* _PROMPT_:
Your answer must restate each entry below word for word, with no pictures in it.

* _TASK DATA_:

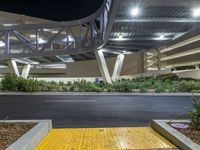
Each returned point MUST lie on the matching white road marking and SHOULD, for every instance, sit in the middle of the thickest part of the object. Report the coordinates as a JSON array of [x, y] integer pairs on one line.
[[70, 101]]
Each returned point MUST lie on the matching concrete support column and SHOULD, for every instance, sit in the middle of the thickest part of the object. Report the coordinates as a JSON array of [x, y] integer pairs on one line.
[[25, 71], [12, 65], [103, 66], [196, 66], [118, 66]]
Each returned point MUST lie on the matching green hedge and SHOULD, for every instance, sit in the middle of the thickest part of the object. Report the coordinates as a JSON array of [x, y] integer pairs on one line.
[[164, 83], [195, 114]]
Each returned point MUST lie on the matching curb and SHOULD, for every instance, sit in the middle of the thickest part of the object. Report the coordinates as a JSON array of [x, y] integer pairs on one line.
[[173, 135], [33, 137]]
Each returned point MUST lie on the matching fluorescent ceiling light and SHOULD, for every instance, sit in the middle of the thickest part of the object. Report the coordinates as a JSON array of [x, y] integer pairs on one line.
[[70, 38], [2, 44], [120, 37], [196, 12], [135, 12], [9, 25]]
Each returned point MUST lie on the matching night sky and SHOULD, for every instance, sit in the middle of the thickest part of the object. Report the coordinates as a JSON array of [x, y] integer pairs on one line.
[[57, 10]]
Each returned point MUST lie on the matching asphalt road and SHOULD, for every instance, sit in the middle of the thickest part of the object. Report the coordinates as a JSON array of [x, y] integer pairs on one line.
[[95, 111]]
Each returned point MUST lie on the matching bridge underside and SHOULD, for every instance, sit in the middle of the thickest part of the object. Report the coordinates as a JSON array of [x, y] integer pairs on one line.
[[164, 35]]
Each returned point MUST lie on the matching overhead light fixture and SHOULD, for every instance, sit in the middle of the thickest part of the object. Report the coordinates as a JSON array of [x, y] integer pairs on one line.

* _REPLY TO THE TASK_:
Each returned point MUST lie on the matching white road marking and SHOULD, for every instance, sit in the middle of the thickest part of the object. Report the coordinates as a JSON array of [x, y] integer pairs on one line.
[[70, 101]]
Each returned point MUST lie on the matching concrete support column and SHOULD, for every instance, sit in the middle of the thickest part of the object. Report the coordinates as a JSON array of [x, y] integer pairs on one line.
[[25, 71], [12, 65], [103, 66], [196, 66], [118, 66]]
Each returned point MUST lie on the matching green hedge and SHOULD, for every instance, sit in the middle of the thickest part of the object. Report the coordinates as a JSON array of [x, y] integer pairs on one line.
[[164, 83], [195, 114]]
Each returned point MUST lie on the matching curb and SHOULD, for every instance, sit in the middle of the thickest part of the object. Report the coordinates as a JSON array of [x, y] integer pairs on one line.
[[173, 135], [33, 137]]
Each returned point MUST lie on the matching fluorescent ceiling light and SHOULD, for every instance, sit in the middle of the thickest part of the object. Report the coordinates as a JSON array of [x, y] integer pairs on one line.
[[70, 38], [2, 44], [120, 37], [196, 12], [135, 12], [9, 25]]
Each returned point MUST lie on the matching night sky and SHOULD, for every instance, sit in the middle of the thickest part of the object. Report the coordinates as a JSON array of [x, y] integer pairs on one line.
[[57, 10]]
Each returned point MUST lie on the matching asphalt road and SHOULD, for every instance, sit in the middle of the thickest part of the object. Report the coordinates as a JSON array of [x, y] integer pairs on one line.
[[95, 111]]
Each returned point MUST lie on the matching bridge underside and SHOULD, for every instance, sit in the middle of the thickest part of the object. Report the coordinates as a JSON array of [x, y] integer pairs on one line.
[[164, 35]]
Each returned point MUST lie on the matching overhead light fixture and SHOULD, for every instance, sit in the middle of the thickest part of the object. Report the coordinates as a JSON array of [x, y] integer pairs on one line.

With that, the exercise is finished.